GOAL OF THE EXERCISE —
Nothing but the line with "format | header" and the lines after it should appear, each retyped exactly as in the listing.

Start of PROVIDED ENTRIES

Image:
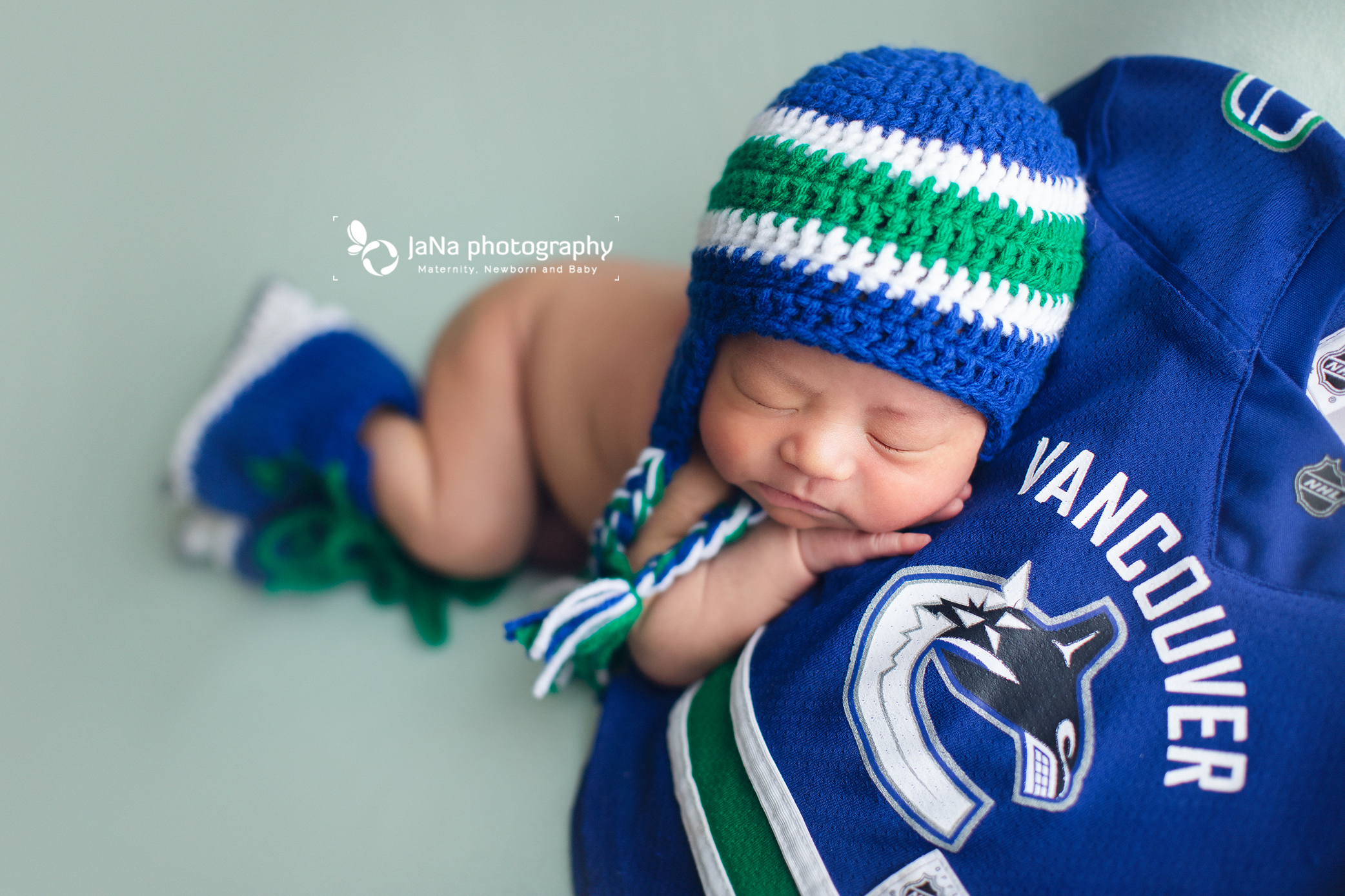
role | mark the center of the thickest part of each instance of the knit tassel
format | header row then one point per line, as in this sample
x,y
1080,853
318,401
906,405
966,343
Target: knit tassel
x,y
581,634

End of PROVIDED ENTRIES

THE COMPLETED TASK —
format | header row then one point per line, as in this sample
x,y
1080,853
318,401
906,405
966,343
Target: knit tassel
x,y
581,634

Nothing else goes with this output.